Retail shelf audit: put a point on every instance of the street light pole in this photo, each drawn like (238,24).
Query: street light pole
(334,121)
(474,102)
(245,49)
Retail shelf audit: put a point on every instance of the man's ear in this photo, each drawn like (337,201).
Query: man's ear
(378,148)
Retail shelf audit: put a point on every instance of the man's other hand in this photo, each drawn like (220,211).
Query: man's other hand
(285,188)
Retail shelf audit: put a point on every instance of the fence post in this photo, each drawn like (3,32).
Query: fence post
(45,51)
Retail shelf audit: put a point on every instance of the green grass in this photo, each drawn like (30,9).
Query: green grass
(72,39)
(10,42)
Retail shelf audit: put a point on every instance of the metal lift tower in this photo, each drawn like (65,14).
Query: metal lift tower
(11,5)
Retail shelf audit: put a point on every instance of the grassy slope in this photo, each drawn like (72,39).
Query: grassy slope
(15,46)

=====

Exercise requirements: Print the lines of the material, exactly and only, from the line that contains "Query: metal lift tower" down to and including the final line.

Reply:
Query: metal lift tower
(11,5)
Retail shelf audit: put a point on every instance of the grassy slope in this photo, each drawn like (72,39).
Query: grassy slope
(15,46)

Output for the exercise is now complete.